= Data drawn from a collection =
— Begin —

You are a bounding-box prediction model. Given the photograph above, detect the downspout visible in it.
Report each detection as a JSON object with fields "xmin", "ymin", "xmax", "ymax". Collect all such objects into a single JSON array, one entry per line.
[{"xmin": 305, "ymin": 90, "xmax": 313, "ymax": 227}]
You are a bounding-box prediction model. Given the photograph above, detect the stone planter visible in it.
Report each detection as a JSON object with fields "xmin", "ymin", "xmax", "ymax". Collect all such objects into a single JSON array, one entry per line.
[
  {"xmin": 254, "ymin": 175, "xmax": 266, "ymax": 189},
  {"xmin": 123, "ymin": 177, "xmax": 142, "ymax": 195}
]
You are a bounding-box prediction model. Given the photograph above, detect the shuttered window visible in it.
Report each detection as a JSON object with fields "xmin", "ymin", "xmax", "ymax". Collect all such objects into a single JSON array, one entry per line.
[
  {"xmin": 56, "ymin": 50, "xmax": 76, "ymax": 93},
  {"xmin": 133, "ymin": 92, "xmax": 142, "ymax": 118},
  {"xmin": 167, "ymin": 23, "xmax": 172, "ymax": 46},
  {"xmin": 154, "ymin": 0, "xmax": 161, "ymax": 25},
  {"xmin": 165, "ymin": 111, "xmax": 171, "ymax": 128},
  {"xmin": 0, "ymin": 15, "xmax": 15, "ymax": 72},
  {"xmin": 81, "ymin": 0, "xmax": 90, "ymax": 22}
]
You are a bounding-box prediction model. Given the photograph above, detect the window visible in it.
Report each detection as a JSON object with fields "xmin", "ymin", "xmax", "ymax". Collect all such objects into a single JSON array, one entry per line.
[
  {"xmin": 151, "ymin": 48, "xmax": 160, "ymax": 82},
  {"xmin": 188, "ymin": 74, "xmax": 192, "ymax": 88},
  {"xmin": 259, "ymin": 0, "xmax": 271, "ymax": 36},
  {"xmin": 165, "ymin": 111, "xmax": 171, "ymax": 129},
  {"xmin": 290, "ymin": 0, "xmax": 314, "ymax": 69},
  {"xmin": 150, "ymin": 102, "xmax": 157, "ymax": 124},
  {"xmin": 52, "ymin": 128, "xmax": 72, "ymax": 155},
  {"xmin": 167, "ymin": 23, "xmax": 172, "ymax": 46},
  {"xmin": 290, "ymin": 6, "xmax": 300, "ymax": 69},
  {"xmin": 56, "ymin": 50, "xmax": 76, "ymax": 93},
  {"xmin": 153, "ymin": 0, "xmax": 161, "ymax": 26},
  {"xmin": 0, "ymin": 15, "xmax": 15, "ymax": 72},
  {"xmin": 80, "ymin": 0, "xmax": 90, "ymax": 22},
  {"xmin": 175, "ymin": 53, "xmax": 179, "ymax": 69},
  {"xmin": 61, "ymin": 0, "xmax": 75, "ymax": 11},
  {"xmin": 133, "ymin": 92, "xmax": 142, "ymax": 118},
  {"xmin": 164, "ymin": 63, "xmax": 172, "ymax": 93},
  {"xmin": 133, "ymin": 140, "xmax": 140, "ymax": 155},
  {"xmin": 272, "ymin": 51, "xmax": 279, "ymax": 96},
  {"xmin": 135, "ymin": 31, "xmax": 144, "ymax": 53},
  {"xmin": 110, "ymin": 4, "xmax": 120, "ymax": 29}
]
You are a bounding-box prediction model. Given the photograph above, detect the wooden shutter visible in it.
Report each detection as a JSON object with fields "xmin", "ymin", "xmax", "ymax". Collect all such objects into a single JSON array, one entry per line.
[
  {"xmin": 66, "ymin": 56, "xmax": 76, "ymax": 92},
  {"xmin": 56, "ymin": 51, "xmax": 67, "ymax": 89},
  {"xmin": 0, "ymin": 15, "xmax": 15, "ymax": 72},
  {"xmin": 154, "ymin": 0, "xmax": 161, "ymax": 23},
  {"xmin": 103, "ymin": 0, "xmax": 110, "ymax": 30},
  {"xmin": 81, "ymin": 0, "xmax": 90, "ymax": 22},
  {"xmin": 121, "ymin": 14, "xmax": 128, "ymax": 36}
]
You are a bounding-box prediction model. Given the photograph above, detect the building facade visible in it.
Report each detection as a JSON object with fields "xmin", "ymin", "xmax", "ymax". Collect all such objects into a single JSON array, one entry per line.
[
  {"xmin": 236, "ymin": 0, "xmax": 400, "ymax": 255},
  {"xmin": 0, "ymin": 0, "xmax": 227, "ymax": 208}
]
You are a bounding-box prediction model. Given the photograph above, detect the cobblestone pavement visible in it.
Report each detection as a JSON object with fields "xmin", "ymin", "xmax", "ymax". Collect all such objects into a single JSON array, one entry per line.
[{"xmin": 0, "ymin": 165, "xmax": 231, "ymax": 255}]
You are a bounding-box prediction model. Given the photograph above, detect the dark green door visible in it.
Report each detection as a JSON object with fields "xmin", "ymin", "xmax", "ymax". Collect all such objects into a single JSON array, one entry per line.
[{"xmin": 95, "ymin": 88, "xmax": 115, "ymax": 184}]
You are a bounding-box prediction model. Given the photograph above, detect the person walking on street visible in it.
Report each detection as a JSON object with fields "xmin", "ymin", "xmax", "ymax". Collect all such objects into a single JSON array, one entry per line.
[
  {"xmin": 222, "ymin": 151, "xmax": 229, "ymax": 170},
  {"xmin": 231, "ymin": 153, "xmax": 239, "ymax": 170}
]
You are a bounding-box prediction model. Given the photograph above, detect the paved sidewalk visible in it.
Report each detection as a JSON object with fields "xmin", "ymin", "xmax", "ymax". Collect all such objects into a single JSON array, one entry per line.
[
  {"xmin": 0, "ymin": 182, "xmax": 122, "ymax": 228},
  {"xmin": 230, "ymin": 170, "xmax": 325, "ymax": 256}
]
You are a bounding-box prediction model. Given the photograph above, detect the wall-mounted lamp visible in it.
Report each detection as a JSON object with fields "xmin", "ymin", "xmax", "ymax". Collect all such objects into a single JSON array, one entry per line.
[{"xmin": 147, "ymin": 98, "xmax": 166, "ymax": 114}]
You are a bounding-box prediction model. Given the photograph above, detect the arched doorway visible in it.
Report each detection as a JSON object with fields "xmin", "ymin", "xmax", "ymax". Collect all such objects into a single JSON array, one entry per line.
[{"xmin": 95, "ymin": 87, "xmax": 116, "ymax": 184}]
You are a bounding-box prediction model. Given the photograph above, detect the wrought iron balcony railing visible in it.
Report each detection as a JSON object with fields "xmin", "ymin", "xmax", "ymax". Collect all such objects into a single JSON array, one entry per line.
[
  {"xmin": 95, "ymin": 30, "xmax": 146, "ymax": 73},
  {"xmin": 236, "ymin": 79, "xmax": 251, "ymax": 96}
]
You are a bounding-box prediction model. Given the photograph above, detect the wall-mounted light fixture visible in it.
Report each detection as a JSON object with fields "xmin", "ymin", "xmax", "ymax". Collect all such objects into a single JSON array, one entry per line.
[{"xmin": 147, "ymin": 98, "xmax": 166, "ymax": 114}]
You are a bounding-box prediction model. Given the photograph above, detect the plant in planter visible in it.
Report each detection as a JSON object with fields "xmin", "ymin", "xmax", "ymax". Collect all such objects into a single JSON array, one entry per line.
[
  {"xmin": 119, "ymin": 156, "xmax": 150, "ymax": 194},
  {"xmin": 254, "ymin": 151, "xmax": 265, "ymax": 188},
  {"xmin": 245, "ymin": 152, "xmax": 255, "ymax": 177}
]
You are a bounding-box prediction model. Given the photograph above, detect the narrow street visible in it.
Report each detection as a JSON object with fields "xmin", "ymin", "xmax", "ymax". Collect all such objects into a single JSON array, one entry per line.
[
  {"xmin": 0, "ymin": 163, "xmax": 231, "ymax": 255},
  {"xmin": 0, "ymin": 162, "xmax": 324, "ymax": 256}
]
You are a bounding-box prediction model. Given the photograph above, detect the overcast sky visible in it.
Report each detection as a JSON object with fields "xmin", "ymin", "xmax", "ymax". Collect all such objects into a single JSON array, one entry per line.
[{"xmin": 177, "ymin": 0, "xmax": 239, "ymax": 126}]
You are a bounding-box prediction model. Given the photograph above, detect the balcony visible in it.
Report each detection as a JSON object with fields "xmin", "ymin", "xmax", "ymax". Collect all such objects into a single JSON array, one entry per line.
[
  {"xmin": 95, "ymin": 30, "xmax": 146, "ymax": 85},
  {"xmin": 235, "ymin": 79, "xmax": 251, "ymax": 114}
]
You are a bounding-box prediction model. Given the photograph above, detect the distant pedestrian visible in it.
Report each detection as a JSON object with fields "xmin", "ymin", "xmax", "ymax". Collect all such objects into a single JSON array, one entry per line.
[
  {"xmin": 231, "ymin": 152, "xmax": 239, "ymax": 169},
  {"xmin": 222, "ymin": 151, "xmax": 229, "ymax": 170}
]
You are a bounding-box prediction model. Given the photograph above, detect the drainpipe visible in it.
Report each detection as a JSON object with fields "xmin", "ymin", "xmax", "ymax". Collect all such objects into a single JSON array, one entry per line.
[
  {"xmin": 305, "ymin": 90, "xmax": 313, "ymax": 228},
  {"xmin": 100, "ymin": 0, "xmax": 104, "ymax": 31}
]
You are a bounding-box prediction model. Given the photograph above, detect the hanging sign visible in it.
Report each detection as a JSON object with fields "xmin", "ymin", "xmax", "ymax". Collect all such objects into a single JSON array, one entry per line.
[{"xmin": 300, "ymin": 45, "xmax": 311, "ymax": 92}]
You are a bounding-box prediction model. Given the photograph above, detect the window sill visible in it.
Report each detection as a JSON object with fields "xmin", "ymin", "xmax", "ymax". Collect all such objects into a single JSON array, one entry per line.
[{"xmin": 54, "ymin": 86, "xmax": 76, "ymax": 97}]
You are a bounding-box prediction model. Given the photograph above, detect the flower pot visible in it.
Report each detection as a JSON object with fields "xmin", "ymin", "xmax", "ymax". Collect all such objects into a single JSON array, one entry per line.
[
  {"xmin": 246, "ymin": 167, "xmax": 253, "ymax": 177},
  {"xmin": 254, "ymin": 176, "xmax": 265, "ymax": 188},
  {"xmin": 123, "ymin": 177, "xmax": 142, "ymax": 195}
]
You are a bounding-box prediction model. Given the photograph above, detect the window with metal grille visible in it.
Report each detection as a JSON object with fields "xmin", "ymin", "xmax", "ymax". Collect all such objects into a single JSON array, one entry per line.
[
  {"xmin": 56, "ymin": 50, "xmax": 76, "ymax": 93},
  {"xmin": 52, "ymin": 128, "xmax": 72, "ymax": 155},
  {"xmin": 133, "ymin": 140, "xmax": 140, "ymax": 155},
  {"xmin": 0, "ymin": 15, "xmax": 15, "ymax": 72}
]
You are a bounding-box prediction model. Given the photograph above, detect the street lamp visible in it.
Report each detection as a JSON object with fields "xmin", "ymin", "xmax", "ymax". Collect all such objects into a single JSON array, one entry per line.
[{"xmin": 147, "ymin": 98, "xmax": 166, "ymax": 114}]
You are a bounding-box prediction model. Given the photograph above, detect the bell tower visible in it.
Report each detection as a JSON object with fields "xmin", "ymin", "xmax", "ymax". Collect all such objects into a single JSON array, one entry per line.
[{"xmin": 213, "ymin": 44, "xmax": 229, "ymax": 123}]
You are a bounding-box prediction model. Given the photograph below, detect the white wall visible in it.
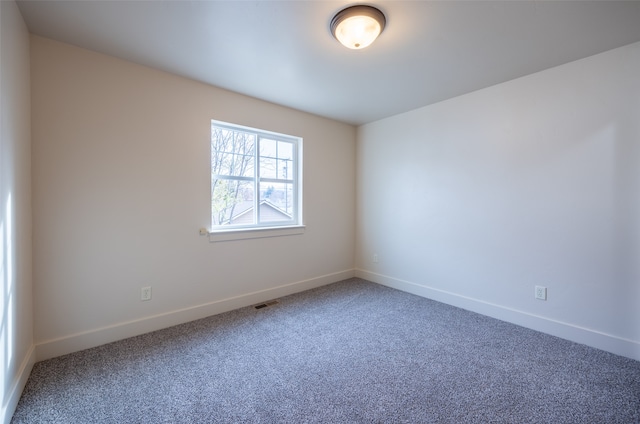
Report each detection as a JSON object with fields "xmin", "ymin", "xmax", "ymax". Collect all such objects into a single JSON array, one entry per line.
[
  {"xmin": 0, "ymin": 1, "xmax": 35, "ymax": 423},
  {"xmin": 31, "ymin": 36, "xmax": 356, "ymax": 360},
  {"xmin": 356, "ymin": 40, "xmax": 640, "ymax": 359}
]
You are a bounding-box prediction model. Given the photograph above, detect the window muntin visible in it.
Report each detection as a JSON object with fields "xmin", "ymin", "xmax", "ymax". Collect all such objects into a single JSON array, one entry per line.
[{"xmin": 211, "ymin": 120, "xmax": 302, "ymax": 231}]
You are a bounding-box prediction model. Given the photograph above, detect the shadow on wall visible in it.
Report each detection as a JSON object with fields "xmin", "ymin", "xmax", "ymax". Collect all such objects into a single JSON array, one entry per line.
[{"xmin": 0, "ymin": 192, "xmax": 16, "ymax": 412}]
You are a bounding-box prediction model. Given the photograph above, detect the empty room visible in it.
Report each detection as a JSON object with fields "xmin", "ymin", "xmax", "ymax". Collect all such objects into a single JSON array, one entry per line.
[{"xmin": 0, "ymin": 0, "xmax": 640, "ymax": 424}]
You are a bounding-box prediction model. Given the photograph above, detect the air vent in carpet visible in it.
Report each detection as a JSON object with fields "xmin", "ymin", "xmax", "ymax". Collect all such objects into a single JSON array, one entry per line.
[{"xmin": 253, "ymin": 300, "xmax": 279, "ymax": 309}]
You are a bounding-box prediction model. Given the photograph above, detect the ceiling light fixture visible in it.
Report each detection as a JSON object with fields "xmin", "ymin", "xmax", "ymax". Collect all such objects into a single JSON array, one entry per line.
[{"xmin": 331, "ymin": 5, "xmax": 387, "ymax": 50}]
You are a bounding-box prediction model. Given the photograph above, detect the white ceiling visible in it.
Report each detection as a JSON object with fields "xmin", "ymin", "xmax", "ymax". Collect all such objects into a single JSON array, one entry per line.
[{"xmin": 18, "ymin": 0, "xmax": 640, "ymax": 124}]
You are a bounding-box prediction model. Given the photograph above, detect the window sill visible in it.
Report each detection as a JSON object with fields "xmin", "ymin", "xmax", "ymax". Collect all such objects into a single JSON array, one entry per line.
[{"xmin": 209, "ymin": 225, "xmax": 305, "ymax": 243}]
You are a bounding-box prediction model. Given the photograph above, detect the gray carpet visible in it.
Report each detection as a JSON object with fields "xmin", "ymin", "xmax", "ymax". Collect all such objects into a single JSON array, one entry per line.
[{"xmin": 12, "ymin": 279, "xmax": 640, "ymax": 424}]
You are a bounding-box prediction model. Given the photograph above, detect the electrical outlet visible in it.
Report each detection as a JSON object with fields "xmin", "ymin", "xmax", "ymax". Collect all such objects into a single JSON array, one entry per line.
[
  {"xmin": 536, "ymin": 286, "xmax": 547, "ymax": 300},
  {"xmin": 140, "ymin": 286, "xmax": 151, "ymax": 300}
]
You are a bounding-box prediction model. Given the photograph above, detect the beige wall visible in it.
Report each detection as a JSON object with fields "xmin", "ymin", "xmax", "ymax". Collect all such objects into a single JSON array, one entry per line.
[
  {"xmin": 31, "ymin": 36, "xmax": 356, "ymax": 359},
  {"xmin": 0, "ymin": 1, "xmax": 34, "ymax": 422},
  {"xmin": 357, "ymin": 43, "xmax": 640, "ymax": 359}
]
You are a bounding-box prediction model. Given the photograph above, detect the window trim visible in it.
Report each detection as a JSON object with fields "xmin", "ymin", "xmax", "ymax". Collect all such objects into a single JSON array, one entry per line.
[
  {"xmin": 209, "ymin": 119, "xmax": 305, "ymax": 235},
  {"xmin": 209, "ymin": 225, "xmax": 306, "ymax": 243}
]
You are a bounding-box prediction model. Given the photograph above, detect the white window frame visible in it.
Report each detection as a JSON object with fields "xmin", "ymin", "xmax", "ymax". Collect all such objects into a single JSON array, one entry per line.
[{"xmin": 209, "ymin": 119, "xmax": 304, "ymax": 241}]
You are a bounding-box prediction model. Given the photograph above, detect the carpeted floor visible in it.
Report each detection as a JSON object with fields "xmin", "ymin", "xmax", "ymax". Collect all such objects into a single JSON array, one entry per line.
[{"xmin": 12, "ymin": 279, "xmax": 640, "ymax": 424}]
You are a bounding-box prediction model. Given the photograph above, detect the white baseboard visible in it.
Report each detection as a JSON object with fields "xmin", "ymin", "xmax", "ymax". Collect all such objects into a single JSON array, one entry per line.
[
  {"xmin": 0, "ymin": 345, "xmax": 36, "ymax": 424},
  {"xmin": 36, "ymin": 269, "xmax": 355, "ymax": 361},
  {"xmin": 355, "ymin": 269, "xmax": 640, "ymax": 361}
]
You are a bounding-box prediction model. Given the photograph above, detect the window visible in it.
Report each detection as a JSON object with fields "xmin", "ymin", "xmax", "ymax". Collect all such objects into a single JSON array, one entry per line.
[{"xmin": 211, "ymin": 121, "xmax": 302, "ymax": 232}]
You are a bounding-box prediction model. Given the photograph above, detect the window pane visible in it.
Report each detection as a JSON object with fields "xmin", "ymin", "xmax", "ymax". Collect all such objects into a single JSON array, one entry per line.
[
  {"xmin": 211, "ymin": 178, "xmax": 255, "ymax": 225},
  {"xmin": 211, "ymin": 127, "xmax": 256, "ymax": 177},
  {"xmin": 260, "ymin": 183, "xmax": 294, "ymax": 222},
  {"xmin": 278, "ymin": 141, "xmax": 293, "ymax": 160}
]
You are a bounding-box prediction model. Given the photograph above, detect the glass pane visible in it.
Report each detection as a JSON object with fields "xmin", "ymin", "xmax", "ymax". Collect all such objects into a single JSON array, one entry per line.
[
  {"xmin": 278, "ymin": 159, "xmax": 293, "ymax": 180},
  {"xmin": 260, "ymin": 156, "xmax": 277, "ymax": 178},
  {"xmin": 211, "ymin": 178, "xmax": 255, "ymax": 226},
  {"xmin": 260, "ymin": 183, "xmax": 294, "ymax": 223},
  {"xmin": 278, "ymin": 141, "xmax": 293, "ymax": 160},
  {"xmin": 211, "ymin": 127, "xmax": 256, "ymax": 177}
]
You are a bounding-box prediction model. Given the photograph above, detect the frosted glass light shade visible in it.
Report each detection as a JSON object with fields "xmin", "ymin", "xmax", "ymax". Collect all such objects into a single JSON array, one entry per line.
[{"xmin": 331, "ymin": 5, "xmax": 386, "ymax": 50}]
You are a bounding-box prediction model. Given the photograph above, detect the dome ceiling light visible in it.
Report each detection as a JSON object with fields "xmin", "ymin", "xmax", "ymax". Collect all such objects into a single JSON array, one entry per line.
[{"xmin": 331, "ymin": 5, "xmax": 387, "ymax": 50}]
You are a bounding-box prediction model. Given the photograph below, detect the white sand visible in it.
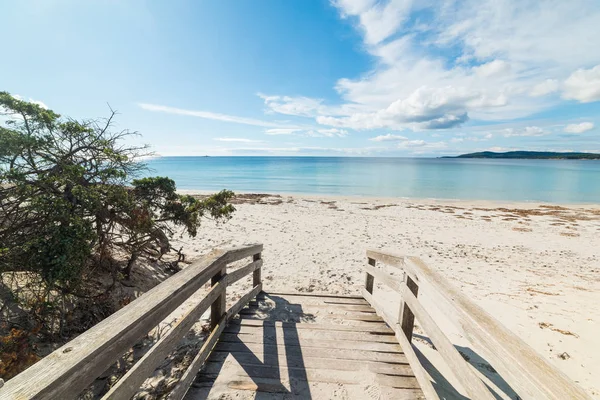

— End —

= Required task =
Could you turn the stretch of the listing from the line containing "shade visible in it." through the end of the listing into a numbered list, omitting blank lines and leaving the pictures out?

= Result below =
1. You are a bounding-box prediction model. Given the photograph above, detect the frosted glass light shade visible in it.
2. Report each detection as a JSON object with fields "xmin", "ymin", "xmax", "ymax". Collect all such objects into a single JSON array, one entry per line.
3. [{"xmin": 331, "ymin": 5, "xmax": 386, "ymax": 50}]
4. You are a bounding-box prediction model. Given the photograph above, detect the dome ceiling light visible in it.
5. Report each detection as a JSON object with fields "xmin", "ymin", "xmax", "ymax". Collect all such objects into a single JSON array, one entry per line.
6. [{"xmin": 331, "ymin": 5, "xmax": 387, "ymax": 50}]
7. You are a bounding-box prediction model. Given the photograph below, detect the white sand visible in it.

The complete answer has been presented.